— Begin Data to process —
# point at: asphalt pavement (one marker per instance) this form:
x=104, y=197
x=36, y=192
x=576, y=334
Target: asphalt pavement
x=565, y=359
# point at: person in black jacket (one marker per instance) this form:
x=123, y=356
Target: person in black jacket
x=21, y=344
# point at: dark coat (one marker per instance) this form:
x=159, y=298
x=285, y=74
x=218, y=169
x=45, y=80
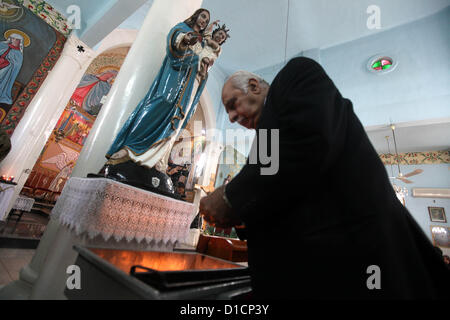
— End Data to process —
(Task to complete): Can you write out every line of the records above word for word, leaving the pictures out?

(In response):
# point at: asphalt pavement (one marker per instance) this form:
x=104, y=197
x=36, y=192
x=576, y=334
Target: asphalt pavement
x=565, y=359
# point at: person in black jacket (one marker per instance) this form:
x=123, y=356
Target: person in black jacket
x=21, y=344
# point at: dark coat (one marker per instance) this form:
x=159, y=298
x=285, y=74
x=218, y=169
x=45, y=80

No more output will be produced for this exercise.